- [Problem requirements] Copy the records word for word, from the line containing "like [360, 244]." through the last line of the records.
-- Begin Dataset records --
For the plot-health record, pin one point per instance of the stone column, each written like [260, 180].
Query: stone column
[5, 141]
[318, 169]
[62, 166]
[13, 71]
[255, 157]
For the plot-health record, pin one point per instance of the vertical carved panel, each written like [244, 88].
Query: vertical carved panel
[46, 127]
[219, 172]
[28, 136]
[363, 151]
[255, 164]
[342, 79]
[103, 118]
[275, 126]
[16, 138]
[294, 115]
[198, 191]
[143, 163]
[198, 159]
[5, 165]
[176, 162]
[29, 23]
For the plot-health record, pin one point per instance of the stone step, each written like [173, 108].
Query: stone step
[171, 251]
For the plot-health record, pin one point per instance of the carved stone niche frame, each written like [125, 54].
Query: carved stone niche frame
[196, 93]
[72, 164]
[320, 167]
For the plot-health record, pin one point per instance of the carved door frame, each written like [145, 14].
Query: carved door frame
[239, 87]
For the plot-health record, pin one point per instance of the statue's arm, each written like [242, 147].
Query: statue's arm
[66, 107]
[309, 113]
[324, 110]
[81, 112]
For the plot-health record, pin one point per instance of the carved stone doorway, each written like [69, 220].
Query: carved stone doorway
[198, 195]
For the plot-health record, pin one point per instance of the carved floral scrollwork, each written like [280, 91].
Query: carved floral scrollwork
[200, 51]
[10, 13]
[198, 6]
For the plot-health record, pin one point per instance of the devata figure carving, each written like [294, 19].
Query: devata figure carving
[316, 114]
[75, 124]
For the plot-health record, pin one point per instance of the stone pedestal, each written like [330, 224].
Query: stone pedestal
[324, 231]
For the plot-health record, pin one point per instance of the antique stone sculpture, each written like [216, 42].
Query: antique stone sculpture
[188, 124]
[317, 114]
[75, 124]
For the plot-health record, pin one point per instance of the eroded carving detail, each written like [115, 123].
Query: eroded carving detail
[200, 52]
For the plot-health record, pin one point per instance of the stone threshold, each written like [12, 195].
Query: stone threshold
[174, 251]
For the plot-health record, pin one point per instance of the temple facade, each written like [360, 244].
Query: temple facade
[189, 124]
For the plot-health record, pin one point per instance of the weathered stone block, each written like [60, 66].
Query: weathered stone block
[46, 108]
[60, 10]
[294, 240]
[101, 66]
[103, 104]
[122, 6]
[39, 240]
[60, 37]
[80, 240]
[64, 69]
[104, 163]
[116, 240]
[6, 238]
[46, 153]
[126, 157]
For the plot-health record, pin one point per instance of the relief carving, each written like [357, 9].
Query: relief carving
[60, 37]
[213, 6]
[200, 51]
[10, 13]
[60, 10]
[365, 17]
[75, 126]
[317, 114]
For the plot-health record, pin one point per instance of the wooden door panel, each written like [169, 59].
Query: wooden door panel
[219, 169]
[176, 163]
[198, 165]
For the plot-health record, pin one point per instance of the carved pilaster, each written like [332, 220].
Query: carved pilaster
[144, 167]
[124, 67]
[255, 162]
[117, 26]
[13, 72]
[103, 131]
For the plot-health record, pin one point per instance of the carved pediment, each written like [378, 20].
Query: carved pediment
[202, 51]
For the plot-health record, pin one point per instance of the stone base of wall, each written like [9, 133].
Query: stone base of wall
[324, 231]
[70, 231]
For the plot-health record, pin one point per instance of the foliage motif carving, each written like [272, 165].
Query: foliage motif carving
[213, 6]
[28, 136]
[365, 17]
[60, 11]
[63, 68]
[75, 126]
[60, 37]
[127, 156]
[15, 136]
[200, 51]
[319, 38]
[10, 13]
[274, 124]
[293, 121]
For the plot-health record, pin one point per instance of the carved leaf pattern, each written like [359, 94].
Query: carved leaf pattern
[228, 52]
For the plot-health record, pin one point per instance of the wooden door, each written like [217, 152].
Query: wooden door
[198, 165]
-- End Dataset records --
- [Task answer]
For the plot-health record, pin one point per instance of the temple facade, each written like [360, 244].
Query: temple facade
[189, 124]
For the plot-health record, pin one point per instance of the weathered stone block, each written like [60, 66].
Query: weathered stone block
[46, 108]
[60, 10]
[294, 240]
[101, 66]
[103, 104]
[122, 6]
[39, 240]
[60, 37]
[80, 240]
[64, 69]
[104, 163]
[116, 240]
[6, 238]
[46, 153]
[126, 157]
For the plot-health record, pin one point per instance of the relief carving, each written like [357, 9].
Query: relief carving
[60, 37]
[213, 6]
[200, 51]
[10, 13]
[60, 10]
[365, 17]
[75, 126]
[317, 114]
For the plot-health record, pin one point per instance of the wooden door panel, each written like [169, 59].
Query: wooden door panel
[219, 169]
[176, 163]
[198, 165]
For the plot-health record, pin one point per instance of the carved pilaster, each written like [332, 220].
Query: carved pilaster
[144, 167]
[124, 67]
[255, 162]
[117, 26]
[13, 72]
[103, 131]
For the plot-health record, pin one point per instance of the carved pediment, each written like [378, 20].
Query: carved pediment
[202, 51]
For the plot-health record, pin one point per instance of the stone base of wall, each written like [9, 133].
Query: stone base of wall
[324, 231]
[70, 231]
For the plot-health record, pin one point per instance of the foliage motif carving, each written like [272, 165].
Query: foliage motif carving
[213, 6]
[28, 136]
[365, 17]
[60, 11]
[63, 68]
[75, 126]
[60, 37]
[127, 156]
[15, 136]
[200, 51]
[319, 38]
[10, 13]
[274, 124]
[293, 121]
For the plot-health record, pin one point per instance of the carved leaf pattern, each written like [359, 94].
Query: carved leaf pattern
[228, 52]
For the plot-health record, pin one point per instance of the wooden door, each written like [217, 152].
Query: wooden door
[198, 165]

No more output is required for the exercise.